• [Exercise goal] Starting at the line with "find hooded sweatshirt" and going on through the line with "find river water", reproduce each line in the records below exactly and nothing more.

Stored data:
________________
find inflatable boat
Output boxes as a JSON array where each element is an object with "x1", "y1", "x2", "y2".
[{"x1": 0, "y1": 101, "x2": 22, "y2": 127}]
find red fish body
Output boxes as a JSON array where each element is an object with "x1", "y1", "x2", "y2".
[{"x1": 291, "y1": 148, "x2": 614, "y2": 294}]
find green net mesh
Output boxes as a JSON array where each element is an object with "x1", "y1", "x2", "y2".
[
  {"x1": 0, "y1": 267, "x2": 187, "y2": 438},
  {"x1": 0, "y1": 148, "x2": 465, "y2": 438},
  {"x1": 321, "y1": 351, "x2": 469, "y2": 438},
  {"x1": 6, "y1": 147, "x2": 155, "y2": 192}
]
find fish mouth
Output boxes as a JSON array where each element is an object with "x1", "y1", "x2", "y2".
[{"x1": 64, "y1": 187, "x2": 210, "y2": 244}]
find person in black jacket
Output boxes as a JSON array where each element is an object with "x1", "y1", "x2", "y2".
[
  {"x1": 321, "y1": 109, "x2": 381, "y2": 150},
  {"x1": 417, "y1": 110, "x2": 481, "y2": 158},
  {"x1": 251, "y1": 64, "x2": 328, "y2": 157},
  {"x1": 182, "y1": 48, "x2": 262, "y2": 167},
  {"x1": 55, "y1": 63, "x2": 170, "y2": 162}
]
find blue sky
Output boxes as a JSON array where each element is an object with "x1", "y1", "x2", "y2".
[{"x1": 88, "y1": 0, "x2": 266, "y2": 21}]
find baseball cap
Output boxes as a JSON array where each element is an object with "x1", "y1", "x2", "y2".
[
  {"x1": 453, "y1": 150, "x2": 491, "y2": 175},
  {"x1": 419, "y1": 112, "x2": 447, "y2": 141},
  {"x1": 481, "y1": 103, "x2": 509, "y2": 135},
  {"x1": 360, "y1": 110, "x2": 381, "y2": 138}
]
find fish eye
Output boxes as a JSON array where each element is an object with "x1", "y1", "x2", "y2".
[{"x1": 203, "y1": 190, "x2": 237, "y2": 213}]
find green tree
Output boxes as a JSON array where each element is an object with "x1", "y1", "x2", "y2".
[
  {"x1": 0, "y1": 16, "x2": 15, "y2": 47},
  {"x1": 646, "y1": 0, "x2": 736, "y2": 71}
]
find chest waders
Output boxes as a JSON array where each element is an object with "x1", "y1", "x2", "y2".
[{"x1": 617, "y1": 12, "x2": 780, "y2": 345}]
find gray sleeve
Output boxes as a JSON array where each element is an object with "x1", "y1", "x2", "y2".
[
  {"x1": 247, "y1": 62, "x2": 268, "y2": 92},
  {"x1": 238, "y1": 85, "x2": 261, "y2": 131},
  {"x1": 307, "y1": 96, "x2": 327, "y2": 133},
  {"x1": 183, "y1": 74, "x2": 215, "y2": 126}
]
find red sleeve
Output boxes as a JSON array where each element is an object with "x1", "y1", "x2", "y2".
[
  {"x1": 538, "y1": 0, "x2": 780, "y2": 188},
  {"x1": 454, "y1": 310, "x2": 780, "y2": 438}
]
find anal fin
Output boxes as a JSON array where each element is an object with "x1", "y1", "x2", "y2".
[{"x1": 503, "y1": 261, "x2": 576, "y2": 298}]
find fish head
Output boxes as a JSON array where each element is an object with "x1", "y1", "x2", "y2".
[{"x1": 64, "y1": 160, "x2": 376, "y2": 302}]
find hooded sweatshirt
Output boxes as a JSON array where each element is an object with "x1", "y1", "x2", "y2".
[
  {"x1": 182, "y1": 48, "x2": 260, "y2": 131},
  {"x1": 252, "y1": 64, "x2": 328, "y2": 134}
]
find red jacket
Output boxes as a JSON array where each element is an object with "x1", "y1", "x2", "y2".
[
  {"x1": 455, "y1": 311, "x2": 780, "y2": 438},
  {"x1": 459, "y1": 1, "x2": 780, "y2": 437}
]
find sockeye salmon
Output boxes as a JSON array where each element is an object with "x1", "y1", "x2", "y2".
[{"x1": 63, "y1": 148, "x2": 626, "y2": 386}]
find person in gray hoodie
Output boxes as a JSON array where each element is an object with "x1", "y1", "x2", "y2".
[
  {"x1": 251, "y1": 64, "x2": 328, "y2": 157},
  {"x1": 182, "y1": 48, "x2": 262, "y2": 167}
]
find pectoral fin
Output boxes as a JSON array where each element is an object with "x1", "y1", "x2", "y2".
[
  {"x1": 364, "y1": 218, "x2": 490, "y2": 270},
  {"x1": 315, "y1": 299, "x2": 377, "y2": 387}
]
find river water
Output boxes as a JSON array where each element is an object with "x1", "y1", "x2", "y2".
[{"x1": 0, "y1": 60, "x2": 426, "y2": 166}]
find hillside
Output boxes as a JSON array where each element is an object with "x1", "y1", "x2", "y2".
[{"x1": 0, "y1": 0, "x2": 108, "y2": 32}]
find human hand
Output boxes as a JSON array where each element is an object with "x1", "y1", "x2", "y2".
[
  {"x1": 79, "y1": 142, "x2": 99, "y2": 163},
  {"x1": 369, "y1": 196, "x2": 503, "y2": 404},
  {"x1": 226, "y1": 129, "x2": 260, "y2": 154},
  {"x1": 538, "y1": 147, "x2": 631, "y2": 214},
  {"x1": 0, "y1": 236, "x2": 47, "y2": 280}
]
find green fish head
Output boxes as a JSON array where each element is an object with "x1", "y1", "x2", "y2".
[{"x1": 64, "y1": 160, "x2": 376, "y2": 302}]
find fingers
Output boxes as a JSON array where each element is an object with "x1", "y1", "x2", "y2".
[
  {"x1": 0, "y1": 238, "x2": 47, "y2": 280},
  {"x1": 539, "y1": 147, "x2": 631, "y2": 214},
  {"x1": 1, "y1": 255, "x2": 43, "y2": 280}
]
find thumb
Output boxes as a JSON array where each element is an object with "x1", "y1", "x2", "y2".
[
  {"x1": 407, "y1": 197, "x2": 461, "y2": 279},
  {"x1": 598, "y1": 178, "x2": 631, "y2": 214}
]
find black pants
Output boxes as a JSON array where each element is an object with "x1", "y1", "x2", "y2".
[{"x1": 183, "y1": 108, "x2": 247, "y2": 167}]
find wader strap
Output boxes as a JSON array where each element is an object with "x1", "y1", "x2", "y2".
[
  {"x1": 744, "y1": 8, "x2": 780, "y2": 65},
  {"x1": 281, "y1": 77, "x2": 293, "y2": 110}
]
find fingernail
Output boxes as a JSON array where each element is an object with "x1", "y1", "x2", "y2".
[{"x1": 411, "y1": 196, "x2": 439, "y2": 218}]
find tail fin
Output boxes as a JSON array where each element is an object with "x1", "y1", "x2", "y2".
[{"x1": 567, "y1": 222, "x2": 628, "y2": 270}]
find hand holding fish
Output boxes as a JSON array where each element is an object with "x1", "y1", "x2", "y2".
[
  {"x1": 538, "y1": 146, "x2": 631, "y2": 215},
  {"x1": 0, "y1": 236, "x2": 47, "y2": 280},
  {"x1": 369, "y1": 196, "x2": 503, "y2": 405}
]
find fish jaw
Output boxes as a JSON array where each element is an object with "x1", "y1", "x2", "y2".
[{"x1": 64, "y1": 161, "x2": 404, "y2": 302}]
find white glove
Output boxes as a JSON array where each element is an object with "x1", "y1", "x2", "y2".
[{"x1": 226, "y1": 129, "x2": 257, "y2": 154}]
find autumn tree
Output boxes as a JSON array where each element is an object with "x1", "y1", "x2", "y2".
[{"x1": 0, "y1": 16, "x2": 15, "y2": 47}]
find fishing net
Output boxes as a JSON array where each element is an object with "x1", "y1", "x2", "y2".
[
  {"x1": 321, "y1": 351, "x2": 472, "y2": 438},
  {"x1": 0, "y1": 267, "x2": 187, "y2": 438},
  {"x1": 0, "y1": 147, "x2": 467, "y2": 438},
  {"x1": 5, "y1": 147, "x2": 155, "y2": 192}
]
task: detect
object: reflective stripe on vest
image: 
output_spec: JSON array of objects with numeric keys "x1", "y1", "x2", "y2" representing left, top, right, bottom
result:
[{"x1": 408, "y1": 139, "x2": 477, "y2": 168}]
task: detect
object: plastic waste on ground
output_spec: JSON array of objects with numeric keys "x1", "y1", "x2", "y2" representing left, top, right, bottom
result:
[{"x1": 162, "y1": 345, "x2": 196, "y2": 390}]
________________
• [Reply]
find hooded sweatshirt
Output boxes as a JSON array where each element is an object with "x1", "y1", "x2", "y2".
[
  {"x1": 182, "y1": 48, "x2": 260, "y2": 131},
  {"x1": 252, "y1": 64, "x2": 328, "y2": 134}
]
find red jacket
Output boxes as a JSON array where each element is an object with "x1", "y1", "x2", "y2".
[
  {"x1": 455, "y1": 311, "x2": 780, "y2": 438},
  {"x1": 459, "y1": 1, "x2": 780, "y2": 437}
]
find sockeye salmon
Output boxes as a JSON array where each element is an object with "x1", "y1", "x2", "y2".
[{"x1": 63, "y1": 148, "x2": 626, "y2": 386}]
find person in gray hoodie
Output boxes as a JSON array where each element is an object with "x1", "y1", "x2", "y2".
[
  {"x1": 251, "y1": 64, "x2": 328, "y2": 157},
  {"x1": 182, "y1": 48, "x2": 262, "y2": 167}
]
find pectoral fin
Output boxes as a JSON array where each element is an object with "x1", "y1", "x2", "y2".
[
  {"x1": 364, "y1": 218, "x2": 490, "y2": 270},
  {"x1": 315, "y1": 299, "x2": 377, "y2": 387}
]
find river water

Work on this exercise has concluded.